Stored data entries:
>> begin

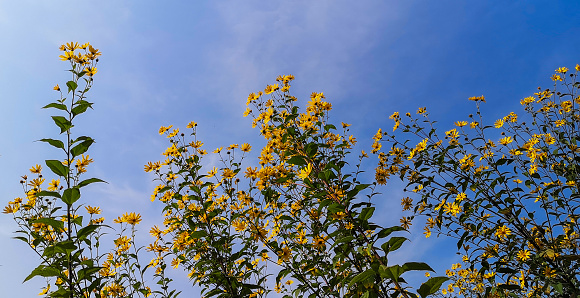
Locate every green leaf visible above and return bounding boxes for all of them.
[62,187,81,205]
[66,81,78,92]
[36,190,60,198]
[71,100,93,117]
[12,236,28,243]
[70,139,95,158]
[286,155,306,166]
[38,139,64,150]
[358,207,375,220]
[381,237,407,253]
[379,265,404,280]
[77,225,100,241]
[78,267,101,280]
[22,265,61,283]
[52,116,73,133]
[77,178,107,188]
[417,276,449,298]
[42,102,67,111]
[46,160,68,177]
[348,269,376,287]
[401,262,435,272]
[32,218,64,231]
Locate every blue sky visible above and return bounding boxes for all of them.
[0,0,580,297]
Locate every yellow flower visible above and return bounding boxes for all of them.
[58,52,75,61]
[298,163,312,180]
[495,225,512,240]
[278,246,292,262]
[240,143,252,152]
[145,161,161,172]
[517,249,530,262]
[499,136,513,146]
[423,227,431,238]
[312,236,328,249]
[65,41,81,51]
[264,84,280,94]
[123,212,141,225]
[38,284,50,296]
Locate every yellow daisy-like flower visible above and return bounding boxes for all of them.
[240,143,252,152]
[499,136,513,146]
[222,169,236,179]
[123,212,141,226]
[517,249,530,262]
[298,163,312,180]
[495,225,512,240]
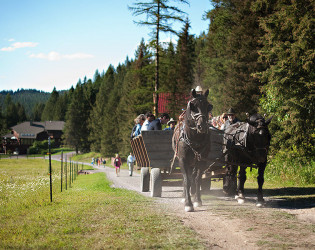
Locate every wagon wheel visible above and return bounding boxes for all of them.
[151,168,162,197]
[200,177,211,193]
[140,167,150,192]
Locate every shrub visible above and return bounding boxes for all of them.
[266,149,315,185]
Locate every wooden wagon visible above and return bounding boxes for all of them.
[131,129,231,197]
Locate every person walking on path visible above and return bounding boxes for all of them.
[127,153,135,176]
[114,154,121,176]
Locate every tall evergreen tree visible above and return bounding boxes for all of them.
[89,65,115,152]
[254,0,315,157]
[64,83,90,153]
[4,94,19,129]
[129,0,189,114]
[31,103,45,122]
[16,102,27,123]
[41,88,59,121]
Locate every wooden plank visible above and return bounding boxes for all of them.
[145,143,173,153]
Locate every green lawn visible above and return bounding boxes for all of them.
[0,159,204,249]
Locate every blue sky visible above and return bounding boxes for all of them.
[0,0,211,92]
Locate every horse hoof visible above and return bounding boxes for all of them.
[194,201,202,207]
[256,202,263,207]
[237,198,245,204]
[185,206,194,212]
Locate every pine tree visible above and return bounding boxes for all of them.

>> end
>> begin

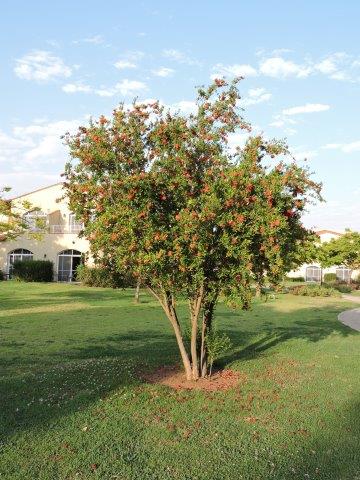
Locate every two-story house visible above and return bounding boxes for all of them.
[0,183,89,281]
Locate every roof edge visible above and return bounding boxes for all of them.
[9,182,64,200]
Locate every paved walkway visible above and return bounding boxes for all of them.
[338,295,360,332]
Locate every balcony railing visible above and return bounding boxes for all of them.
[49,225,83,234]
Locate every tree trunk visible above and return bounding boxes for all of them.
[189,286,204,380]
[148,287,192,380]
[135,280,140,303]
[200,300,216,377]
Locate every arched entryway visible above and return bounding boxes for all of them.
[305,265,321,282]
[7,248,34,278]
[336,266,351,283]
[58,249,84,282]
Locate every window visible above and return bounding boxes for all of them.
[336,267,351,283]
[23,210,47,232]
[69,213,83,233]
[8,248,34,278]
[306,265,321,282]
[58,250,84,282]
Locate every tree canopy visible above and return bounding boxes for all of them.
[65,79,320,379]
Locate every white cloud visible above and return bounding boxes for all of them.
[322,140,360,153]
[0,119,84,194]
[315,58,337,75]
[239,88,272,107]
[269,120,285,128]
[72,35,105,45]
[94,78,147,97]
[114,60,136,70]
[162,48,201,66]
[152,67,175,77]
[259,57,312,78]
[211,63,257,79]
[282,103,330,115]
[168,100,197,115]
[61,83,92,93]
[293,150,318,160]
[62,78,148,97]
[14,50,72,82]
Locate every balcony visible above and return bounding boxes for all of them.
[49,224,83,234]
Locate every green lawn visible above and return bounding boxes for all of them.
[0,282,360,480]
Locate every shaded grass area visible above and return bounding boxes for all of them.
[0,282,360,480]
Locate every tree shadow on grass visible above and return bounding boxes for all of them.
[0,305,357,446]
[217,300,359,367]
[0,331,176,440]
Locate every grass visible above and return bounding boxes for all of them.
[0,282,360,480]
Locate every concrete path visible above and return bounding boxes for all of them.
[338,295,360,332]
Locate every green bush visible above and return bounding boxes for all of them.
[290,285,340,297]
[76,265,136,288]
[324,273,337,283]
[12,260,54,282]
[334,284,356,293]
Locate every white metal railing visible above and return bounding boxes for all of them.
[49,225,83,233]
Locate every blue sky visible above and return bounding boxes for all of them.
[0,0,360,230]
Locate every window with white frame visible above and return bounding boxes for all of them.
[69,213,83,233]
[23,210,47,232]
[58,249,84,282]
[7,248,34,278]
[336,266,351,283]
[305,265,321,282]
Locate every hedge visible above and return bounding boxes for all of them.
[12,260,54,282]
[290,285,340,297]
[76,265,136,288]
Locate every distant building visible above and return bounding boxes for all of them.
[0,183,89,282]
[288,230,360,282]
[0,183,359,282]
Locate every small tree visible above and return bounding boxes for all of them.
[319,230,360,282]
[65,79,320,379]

>> end
>> begin

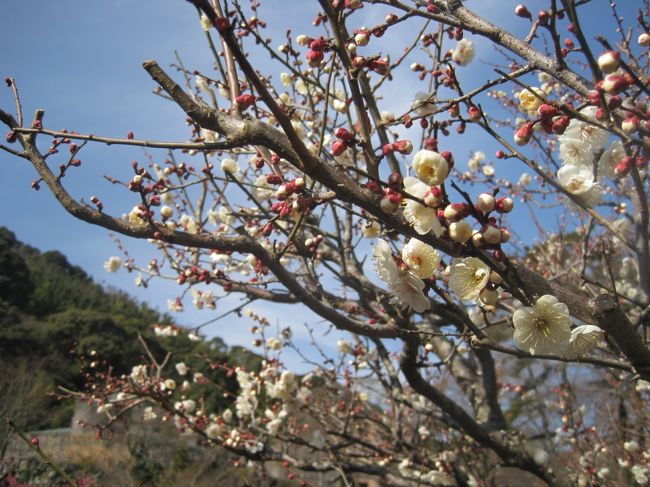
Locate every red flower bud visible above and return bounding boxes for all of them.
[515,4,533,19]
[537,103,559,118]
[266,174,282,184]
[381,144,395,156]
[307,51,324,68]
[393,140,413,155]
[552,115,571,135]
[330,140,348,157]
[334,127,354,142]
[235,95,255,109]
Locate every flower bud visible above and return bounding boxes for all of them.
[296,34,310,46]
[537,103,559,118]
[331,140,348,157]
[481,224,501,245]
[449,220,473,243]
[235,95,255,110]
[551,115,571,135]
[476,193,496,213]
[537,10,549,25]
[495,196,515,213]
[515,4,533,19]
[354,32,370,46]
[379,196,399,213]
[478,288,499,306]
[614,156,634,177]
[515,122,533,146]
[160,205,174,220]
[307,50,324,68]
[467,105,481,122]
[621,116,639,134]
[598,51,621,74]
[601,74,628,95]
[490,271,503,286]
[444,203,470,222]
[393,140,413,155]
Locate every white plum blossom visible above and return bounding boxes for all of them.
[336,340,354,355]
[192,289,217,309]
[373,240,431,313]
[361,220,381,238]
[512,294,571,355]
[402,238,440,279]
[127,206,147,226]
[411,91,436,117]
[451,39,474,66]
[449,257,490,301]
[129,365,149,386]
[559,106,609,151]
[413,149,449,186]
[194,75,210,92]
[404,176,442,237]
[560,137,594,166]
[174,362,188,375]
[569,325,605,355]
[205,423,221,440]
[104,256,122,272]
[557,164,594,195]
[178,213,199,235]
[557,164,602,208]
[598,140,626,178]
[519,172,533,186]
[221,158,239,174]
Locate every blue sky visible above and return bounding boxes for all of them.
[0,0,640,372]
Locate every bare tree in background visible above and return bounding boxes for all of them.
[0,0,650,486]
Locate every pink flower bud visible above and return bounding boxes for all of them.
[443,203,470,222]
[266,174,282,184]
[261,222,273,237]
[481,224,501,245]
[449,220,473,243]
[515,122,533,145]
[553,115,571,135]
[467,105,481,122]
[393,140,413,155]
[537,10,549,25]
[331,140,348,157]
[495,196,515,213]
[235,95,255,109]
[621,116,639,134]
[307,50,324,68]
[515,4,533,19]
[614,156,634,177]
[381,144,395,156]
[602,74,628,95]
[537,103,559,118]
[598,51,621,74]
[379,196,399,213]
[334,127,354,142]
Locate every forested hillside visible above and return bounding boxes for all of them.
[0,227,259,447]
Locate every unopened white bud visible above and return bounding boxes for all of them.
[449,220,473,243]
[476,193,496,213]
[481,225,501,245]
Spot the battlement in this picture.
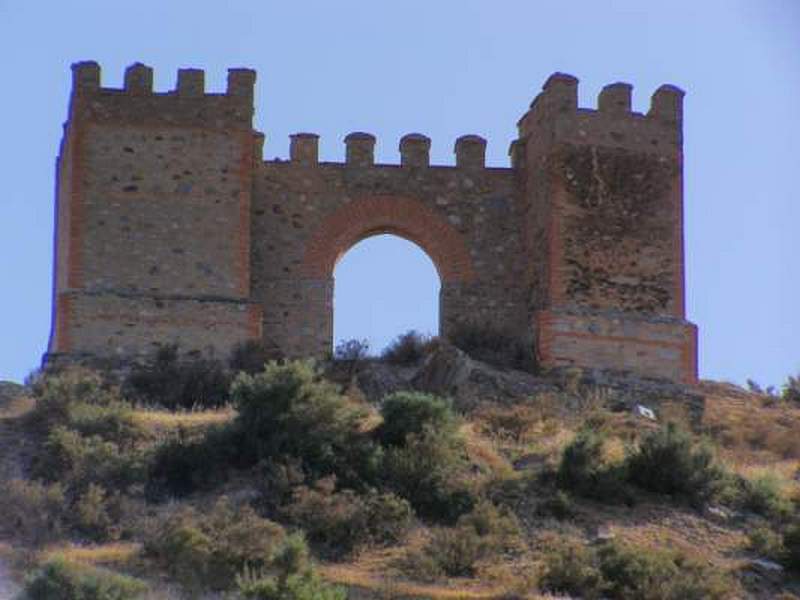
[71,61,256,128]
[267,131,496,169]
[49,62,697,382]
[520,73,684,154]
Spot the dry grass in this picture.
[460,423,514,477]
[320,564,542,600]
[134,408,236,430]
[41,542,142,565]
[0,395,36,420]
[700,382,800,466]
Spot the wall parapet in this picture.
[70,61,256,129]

>> end

Could you retype the records from the line with "Locate every green leaf" to the line with "[185,206,194,212]", including both of those lines, and leave out the pictures?

Written solution:
Locate every green leaf visible above and return bounding boxes for all of them.
[62,187,81,205]
[66,81,78,92]
[36,190,60,198]
[71,100,93,117]
[12,236,28,243]
[70,139,95,158]
[286,155,306,166]
[38,139,64,150]
[358,207,375,220]
[381,237,407,253]
[379,265,404,280]
[77,225,100,241]
[78,267,101,280]
[22,265,61,283]
[52,116,73,133]
[77,178,107,188]
[417,276,449,298]
[42,102,67,111]
[46,160,68,177]
[348,269,376,287]
[401,262,435,272]
[32,218,64,231]
Locate every blue sky visible above and return bounding boxes for all of them.
[0,0,580,297]
Locate every yellow flower visible above and return bounding boxes for all of them.
[58,52,75,61]
[298,163,312,180]
[495,225,512,240]
[278,246,292,262]
[240,143,252,152]
[145,161,161,172]
[517,249,530,262]
[499,136,513,146]
[423,227,431,238]
[312,236,328,249]
[65,41,81,51]
[264,84,280,94]
[123,212,141,225]
[38,284,50,296]
Locate every yellow daisy-like flower visible above and return bounding boxes for all of them.
[240,143,252,152]
[499,136,513,146]
[222,169,236,179]
[123,212,141,226]
[517,249,530,262]
[298,163,312,180]
[495,225,512,240]
Locate every wagon wheel visible above and return bounding boxes for all of them.
[151,168,162,197]
[200,177,211,193]
[140,167,150,192]
Locate every shrub visible above and return bounding boxes for all of them.
[266,149,315,185]
Locate every wooden wagon visible above and return bounding boxes for all of them.
[131,129,231,197]
Locate every person walking on path visible above and return bounding boxes for all of them.
[127,153,135,176]
[114,154,121,176]
Locate every tall evergreen tree visible above and return bounding boxes for all of them.
[89,65,115,152]
[254,0,315,157]
[64,83,90,153]
[4,94,19,129]
[129,0,189,114]
[31,103,45,122]
[16,102,27,123]
[41,88,59,121]
Locate every wooden plank visible above and return bounding boxes for all of them.
[145,143,173,153]
Locate every green lawn visible above and return bounding boxes for all of them.
[0,159,204,249]
Locate every blue sky visible above and return bounding boxes for all of them.
[0,0,211,92]
Locate every horse hoof visible above and return bounding boxes for all of them.
[194,201,202,207]
[256,202,263,207]
[237,198,245,204]
[185,206,194,212]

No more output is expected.